Entries.
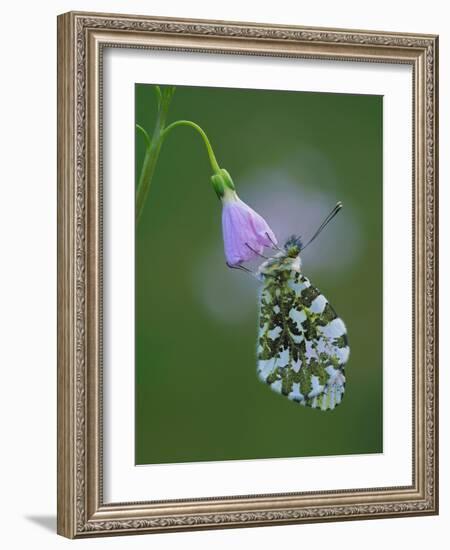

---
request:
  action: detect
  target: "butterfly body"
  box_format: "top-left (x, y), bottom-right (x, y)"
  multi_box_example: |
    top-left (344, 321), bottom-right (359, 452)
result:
top-left (257, 237), bottom-right (350, 410)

Description of the task.
Reproduce every line of the records above verbatim, but leave out the pictures.

Written reply.
---
request:
  action: detect
  target: "butterfly body"
  box_format: "top-left (x, y), bottom-right (x, y)"
  multi_box_example: |
    top-left (344, 321), bottom-right (359, 452)
result:
top-left (257, 237), bottom-right (350, 410)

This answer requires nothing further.